== Отрывок текста ==
___

Второй путь такой: безусловно, не каждый человек может быть опекуном. Некоторым вообще надо исключить возможность, потому что человек не готов, нет опыта воспитания, его самого еще нужно воспитывать в каких то вопросах. Мы сталкивались с тем, что человек боится ездить, боясь, что ребенок привяжется к нему. Но ребенок живет все-таки не в безвоздушном пространстве, а в обществе, и не в деревне, где десять жителей, среди которых трудно найти опекуна. Мы живем в Петербурге, более того, мы живем в церкви, посещаем храмы, где очень много прихожан, которые являются учениками Иисуса Христа. Если ты любишь ребенка, и это не просто эпизод в твоей жизни, вроде сходить в кино, съездить на дачу, посетить университет и детский дом заодно, то можешь попробовать. Но не обязательно себе забирать, можно поискать людей, ведь волонтеры привлекают волонтеров, а опекуны −опекунов.

В моей личной жизни был случай, когда я не мог забрать ребенка. Это было в Вырице, когда “Умиление” только создавалось, дом стоял свободный, не было еще там опекунов с детьми. Туда приехала группа детей из Мгинского интерната на каникулы, и среди них был ребенок, девочка, очень несчастная, лет семи. У нее с сердцем были большие проблемы − несколько операций позади. Они приехали на каникулы. Мы говорили о том, что девочку очень жалко, была уверенность в том, что сейчас самое время забрать ее из интерната. Разговаривая с координатором учреждения, которая очень любила эту девочку, я спросил, может ли она оформить опеку, а мы организуем здесь соответствующие условия, поддержку, вплоть до того, чтобы жить в этом доме с другими опекунами. Но у нее была сложная ситуация, и ответ был отрицательным. Отказ не должен стать для ребенка точкой в этом вопросе. Мы стали искать другого опекуна, исходя из христианского сознания.

Есть люди, которые хотят послужить Богу, в том числе помощью ребенку-инвалиду в воспитании и опеке. И сравнительно быстро нашелся человек, женщина, которая уже была в наших рядах волонтером и задумывалась об опекунстве, но не было какого-то конкретного ребенка, и она даже не видела эту девочку. Я перезвонил той женщине, координатору, чтобы уточнить данные девочки, чтобы можно было запускать процесс оформления опеки. Она попросила дать ей двадцать минут. По истечении этого времени она перезвонила и сказала: “Нет, я ее заберу”. Вот так.

Если бы мы смирились с первым отказом и опустили бы руки, говоря: “Будем молиться, чтобы когда-нибудь Господь нашел этому ребенку приемных родителей”. Но Антоний Сурожский говорил: “А ты-то где?” Молиться − хорошо, но если ты можешь что-то сделать, то давай сделаем все, что ты можешь. И молись о том уже, чтобы был успех. Но просто сидеть сложа руки нельзя, нужно двигать эти вопросы.

___

== Раздел данных ==
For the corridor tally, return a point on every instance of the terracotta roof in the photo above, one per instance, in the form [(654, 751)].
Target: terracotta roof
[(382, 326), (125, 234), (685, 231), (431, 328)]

___

Продолжите отрывок об опеке над детьми, начав сразу после его последнего предложения. Строки выше представляют собой отдельный материал и к отрывку не относятся.

== Ответ ==
И я уверен, что далеко не все читатели оценят тот шаг, когда опекун берет ребенка, не видя его. Опыт показывает, что надо забирать, и мы работаем в этом направлении: ищем опекунов из числа православных христиан, прихожан наших храмов, в которых много людей, готовых действительно к служению милосердия. Когда человек берет крест свой, говоря Евангельскими терминами, и идет этим путем, он вдруг понимает, что это не крест, а воскресение. В его жизнь приходит такое содержание, о котором он и не знал. Бывали случаи когда люди и счастье обретали, вступали в брак тогда, когда об этом и думать забывали.

Через дарение неабстрактного счастья ребенку-сироте, особенно инвалиду-сироте, Господь входит в твою жизнь, и человек становится по-настоящему счастлив. Это не тайная тайна христианства, которая обращена к человеку не для того, чтобы просто сделать его последователем своего учения, а для того, чтобы вырастить сердце человека, его самого и то, что будет составлять его жизнь и содержание этой жизни. Может быть туманно так ответил, но начинали мы с того, что всех надо учить, а сейчас я понимаю, что всех надо забирать, и чем больше, тем лучше. Сколько сейчас волонтеров и полуволонтеров, друзей фонда, которые, видя, что у нас происходят, сами становятся опекунами и уже в свои семьи забирают детей. И это прекрасно, и, может быть, они бы никогда этого не сделали, если не было бы детской миссии.

- Иногда в интернаты приезжает несколько волонтерских организаций, и дети пресыщены вниманием. Существует неприятный термин “потребительское отношение”. Дети могут обращаться с просьбами постоянно, и некоторые волонтеры руководствуются принципом “Чем бы дитя не тешилось”, но более опытные считают, что не стоит потакать любыми капризам. Как быть?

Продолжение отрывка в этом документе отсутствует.